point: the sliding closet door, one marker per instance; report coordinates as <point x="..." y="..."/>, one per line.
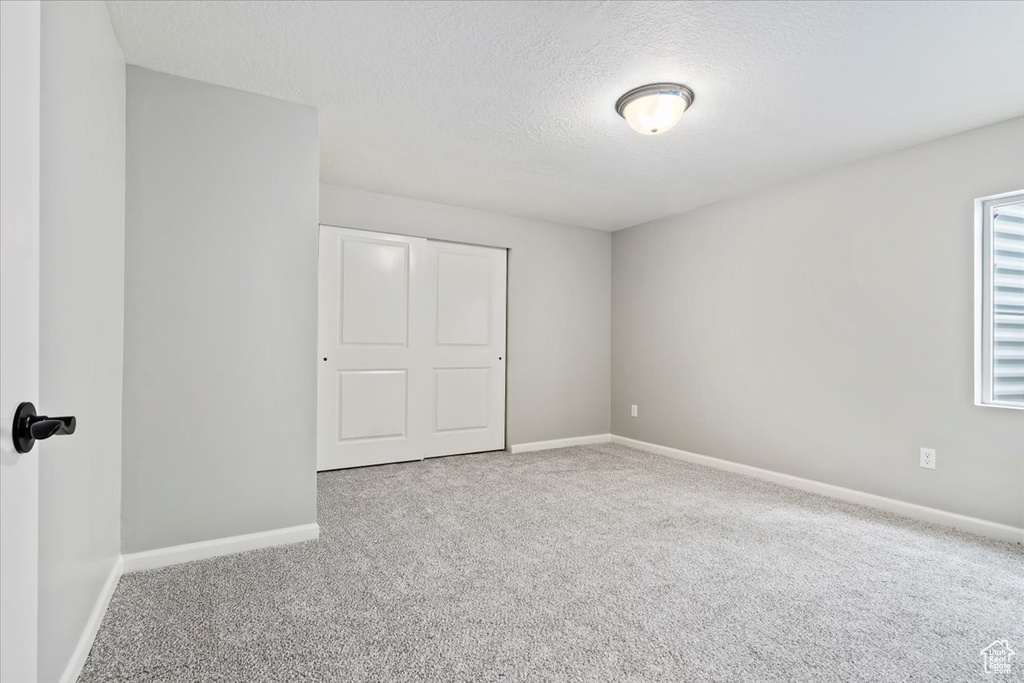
<point x="466" y="344"/>
<point x="412" y="348"/>
<point x="371" y="380"/>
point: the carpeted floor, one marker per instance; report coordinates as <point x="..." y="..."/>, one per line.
<point x="590" y="563"/>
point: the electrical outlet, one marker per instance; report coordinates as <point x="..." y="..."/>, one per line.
<point x="928" y="459"/>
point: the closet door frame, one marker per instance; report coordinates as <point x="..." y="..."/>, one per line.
<point x="420" y="358"/>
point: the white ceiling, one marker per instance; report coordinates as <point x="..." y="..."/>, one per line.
<point x="509" y="107"/>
---+---
WHAT NEEDS TO BE DONE: Minus its pictures, the full listing should be copied verbatim.

EXERCISE OUTPUT:
point: the sliding closet door, one marker per instance; report coordinates as <point x="..." y="..."/>, one per line.
<point x="466" y="344"/>
<point x="412" y="348"/>
<point x="371" y="380"/>
point: the carpeted floor, one marker per instance; report coordinates as <point x="..." y="..."/>, one per line.
<point x="590" y="563"/>
point: the electrical outlet, one marker per instance; report coordinates as <point x="..." y="..."/>, one per line.
<point x="928" y="459"/>
point: the closet door frame, one marker per instance; report coordinates as <point x="..." y="..."/>, one per line.
<point x="420" y="358"/>
point: the white ceiling, one marker per instance; report coordinates as <point x="..." y="..."/>, one per line.
<point x="509" y="107"/>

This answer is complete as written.